**DATA PROVIDED:**
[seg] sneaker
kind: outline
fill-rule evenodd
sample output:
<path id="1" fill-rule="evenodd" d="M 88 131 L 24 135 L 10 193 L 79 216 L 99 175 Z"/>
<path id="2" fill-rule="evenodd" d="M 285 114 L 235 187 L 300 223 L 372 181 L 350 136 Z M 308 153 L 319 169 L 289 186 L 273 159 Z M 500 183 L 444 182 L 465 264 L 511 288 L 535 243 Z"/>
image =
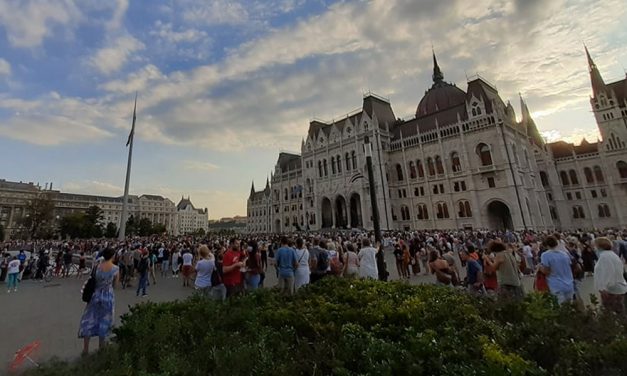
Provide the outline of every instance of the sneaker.
<path id="1" fill-rule="evenodd" d="M 13 292 L 17 292 L 17 287 L 13 289 Z"/>
<path id="2" fill-rule="evenodd" d="M 11 289 L 8 289 L 8 290 L 7 290 L 7 294 L 10 294 L 10 293 L 11 293 Z"/>
<path id="3" fill-rule="evenodd" d="M 145 297 L 147 297 L 147 296 L 148 296 L 148 294 L 144 294 L 144 295 L 142 295 L 142 298 L 145 298 Z"/>

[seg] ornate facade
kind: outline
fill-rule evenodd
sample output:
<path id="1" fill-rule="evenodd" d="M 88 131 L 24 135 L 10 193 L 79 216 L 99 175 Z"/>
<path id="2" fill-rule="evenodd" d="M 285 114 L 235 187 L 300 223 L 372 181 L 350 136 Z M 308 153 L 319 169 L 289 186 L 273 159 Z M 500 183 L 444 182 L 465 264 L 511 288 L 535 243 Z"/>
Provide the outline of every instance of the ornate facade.
<path id="1" fill-rule="evenodd" d="M 248 198 L 251 233 L 373 228 L 364 138 L 373 143 L 383 229 L 576 229 L 627 226 L 627 78 L 605 84 L 586 50 L 602 137 L 546 143 L 520 98 L 521 118 L 476 77 L 466 91 L 433 84 L 409 120 L 374 94 L 340 120 L 314 120 L 301 154 L 281 153 Z"/>

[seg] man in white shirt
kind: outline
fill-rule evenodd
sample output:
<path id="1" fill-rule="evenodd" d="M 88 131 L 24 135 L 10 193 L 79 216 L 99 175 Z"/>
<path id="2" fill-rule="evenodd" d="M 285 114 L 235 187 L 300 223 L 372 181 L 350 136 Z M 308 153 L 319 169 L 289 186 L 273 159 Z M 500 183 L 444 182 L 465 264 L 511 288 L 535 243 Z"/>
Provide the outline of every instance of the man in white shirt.
<path id="1" fill-rule="evenodd" d="M 370 245 L 370 239 L 364 238 L 361 241 L 362 248 L 357 257 L 359 258 L 359 276 L 361 278 L 379 278 L 377 268 L 377 250 Z"/>
<path id="2" fill-rule="evenodd" d="M 601 294 L 603 308 L 622 314 L 625 311 L 627 293 L 623 262 L 612 251 L 610 239 L 596 238 L 594 245 L 599 252 L 599 259 L 594 267 L 594 288 Z"/>

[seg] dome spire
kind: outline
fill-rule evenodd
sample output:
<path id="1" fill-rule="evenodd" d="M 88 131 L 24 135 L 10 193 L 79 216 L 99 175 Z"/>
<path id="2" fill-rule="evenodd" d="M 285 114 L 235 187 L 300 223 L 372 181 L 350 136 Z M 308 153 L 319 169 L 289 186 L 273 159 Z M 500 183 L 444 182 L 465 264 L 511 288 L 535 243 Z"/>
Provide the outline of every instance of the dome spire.
<path id="1" fill-rule="evenodd" d="M 586 50 L 586 57 L 588 58 L 588 71 L 590 72 L 592 94 L 594 95 L 594 97 L 596 97 L 599 92 L 605 91 L 605 82 L 603 82 L 601 72 L 599 72 L 597 65 L 594 63 L 594 60 L 592 60 L 592 56 L 590 56 L 588 47 L 584 44 L 583 48 Z"/>
<path id="2" fill-rule="evenodd" d="M 444 74 L 442 74 L 442 71 L 440 70 L 438 59 L 435 57 L 435 51 L 433 48 L 431 51 L 433 52 L 433 83 L 437 84 L 444 80 Z"/>

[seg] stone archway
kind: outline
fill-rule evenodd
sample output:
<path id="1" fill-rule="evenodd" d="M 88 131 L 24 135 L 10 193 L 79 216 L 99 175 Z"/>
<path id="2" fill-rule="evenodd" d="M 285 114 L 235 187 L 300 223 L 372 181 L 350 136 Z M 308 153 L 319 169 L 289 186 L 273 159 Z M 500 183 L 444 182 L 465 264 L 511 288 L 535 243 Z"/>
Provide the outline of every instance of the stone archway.
<path id="1" fill-rule="evenodd" d="M 333 207 L 331 206 L 331 200 L 327 197 L 322 198 L 320 212 L 322 213 L 322 228 L 333 227 Z"/>
<path id="2" fill-rule="evenodd" d="M 364 227 L 361 219 L 361 197 L 358 193 L 353 193 L 350 198 L 351 228 Z"/>
<path id="3" fill-rule="evenodd" d="M 274 232 L 277 234 L 281 232 L 281 220 L 280 219 L 276 219 L 274 221 Z"/>
<path id="4" fill-rule="evenodd" d="M 492 230 L 513 230 L 512 214 L 507 204 L 494 200 L 488 204 L 488 225 Z"/>
<path id="5" fill-rule="evenodd" d="M 337 196 L 335 199 L 335 228 L 346 228 L 347 226 L 346 199 L 344 196 Z"/>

**TASK ITEM:** In your copy, exclude the pictures and repeat each entry above exactly.

**ANSWER SPACE:**
[seg] sneaker
kind: outline
fill-rule evenodd
sample output:
<path id="1" fill-rule="evenodd" d="M 88 131 L 24 135 L 10 193 L 79 216 L 99 175 Z"/>
<path id="2" fill-rule="evenodd" d="M 285 114 L 235 187 L 300 223 L 372 181 L 350 136 Z M 308 153 L 319 169 L 289 186 L 273 159 Z M 500 183 L 444 182 L 465 264 L 511 288 L 535 243 Z"/>
image =
Provide the outline of every instance of the sneaker.
<path id="1" fill-rule="evenodd" d="M 13 292 L 17 292 L 17 287 L 13 289 Z"/>
<path id="2" fill-rule="evenodd" d="M 11 289 L 8 289 L 8 290 L 7 290 L 7 294 L 10 294 L 10 293 L 11 293 Z"/>
<path id="3" fill-rule="evenodd" d="M 145 297 L 147 297 L 147 296 L 148 296 L 148 294 L 144 294 L 144 295 L 142 295 L 142 298 L 145 298 Z"/>

[seg] ornate facade
kind: outline
fill-rule evenodd
sample output:
<path id="1" fill-rule="evenodd" d="M 88 131 L 24 135 L 10 193 L 79 216 L 99 175 Z"/>
<path id="2" fill-rule="evenodd" d="M 285 114 L 235 187 L 300 223 L 372 181 L 350 136 Z M 308 153 L 319 169 L 289 186 L 273 159 Z M 500 183 L 444 182 L 465 264 L 511 288 L 535 243 Z"/>
Provide the outline of every instance of the ornate facade.
<path id="1" fill-rule="evenodd" d="M 248 198 L 251 233 L 373 228 L 364 138 L 373 143 L 383 229 L 576 229 L 627 226 L 627 78 L 605 84 L 586 50 L 602 137 L 546 143 L 520 98 L 521 118 L 476 77 L 466 91 L 433 84 L 409 120 L 374 94 L 340 120 L 314 120 L 301 154 L 281 153 Z"/>

[seg] man in white shirt
kind: outline
fill-rule evenodd
sample output:
<path id="1" fill-rule="evenodd" d="M 88 131 L 24 135 L 10 193 L 79 216 L 99 175 Z"/>
<path id="2" fill-rule="evenodd" d="M 285 114 L 235 187 L 300 223 L 372 181 L 350 136 Z M 308 153 L 319 169 L 289 186 L 273 159 Z M 500 183 L 444 182 L 465 264 L 511 288 L 535 243 Z"/>
Provide the outline of every instance of the man in white shirt.
<path id="1" fill-rule="evenodd" d="M 370 245 L 370 239 L 364 238 L 361 241 L 362 248 L 357 257 L 359 258 L 359 276 L 361 278 L 379 278 L 377 268 L 377 250 Z"/>
<path id="2" fill-rule="evenodd" d="M 601 294 L 603 308 L 622 314 L 625 311 L 627 293 L 623 262 L 612 251 L 610 239 L 596 238 L 594 245 L 599 252 L 599 259 L 594 267 L 594 288 Z"/>

[seg] dome spire
kind: outline
fill-rule evenodd
sample output:
<path id="1" fill-rule="evenodd" d="M 88 131 L 24 135 L 10 193 L 79 216 L 99 175 Z"/>
<path id="2" fill-rule="evenodd" d="M 285 114 L 235 187 L 300 223 L 372 181 L 350 136 Z M 308 153 L 319 169 L 289 186 L 273 159 Z M 500 183 L 444 182 L 465 264 L 511 288 L 535 243 Z"/>
Provide the outline of every instance of the dome spire.
<path id="1" fill-rule="evenodd" d="M 586 50 L 586 57 L 588 58 L 588 71 L 590 72 L 592 94 L 594 95 L 594 97 L 596 97 L 599 92 L 605 91 L 605 82 L 603 82 L 601 72 L 599 72 L 597 65 L 594 63 L 594 60 L 592 60 L 592 56 L 590 56 L 588 47 L 584 44 L 583 48 Z"/>
<path id="2" fill-rule="evenodd" d="M 444 74 L 442 74 L 442 71 L 440 70 L 438 59 L 435 57 L 435 51 L 433 48 L 431 51 L 433 52 L 433 83 L 437 84 L 444 80 Z"/>

[seg] stone archway
kind: outline
fill-rule evenodd
sample output:
<path id="1" fill-rule="evenodd" d="M 88 131 L 24 135 L 10 193 L 79 216 L 99 175 Z"/>
<path id="2" fill-rule="evenodd" d="M 285 114 L 235 187 L 300 223 L 372 181 L 350 136 Z M 308 153 L 319 169 L 289 186 L 273 159 Z M 500 183 L 444 182 L 465 264 L 511 288 L 535 243 Z"/>
Provide the outline of every instance of the stone archway.
<path id="1" fill-rule="evenodd" d="M 333 207 L 331 206 L 331 200 L 327 197 L 322 198 L 320 212 L 322 213 L 322 228 L 333 227 Z"/>
<path id="2" fill-rule="evenodd" d="M 364 227 L 361 219 L 361 197 L 358 193 L 353 193 L 350 198 L 351 228 Z"/>
<path id="3" fill-rule="evenodd" d="M 274 232 L 277 234 L 281 232 L 281 220 L 280 219 L 276 219 L 274 221 Z"/>
<path id="4" fill-rule="evenodd" d="M 492 230 L 513 230 L 512 214 L 507 204 L 494 200 L 488 204 L 488 225 Z"/>
<path id="5" fill-rule="evenodd" d="M 337 196 L 335 199 L 335 228 L 346 228 L 347 226 L 346 199 L 344 196 Z"/>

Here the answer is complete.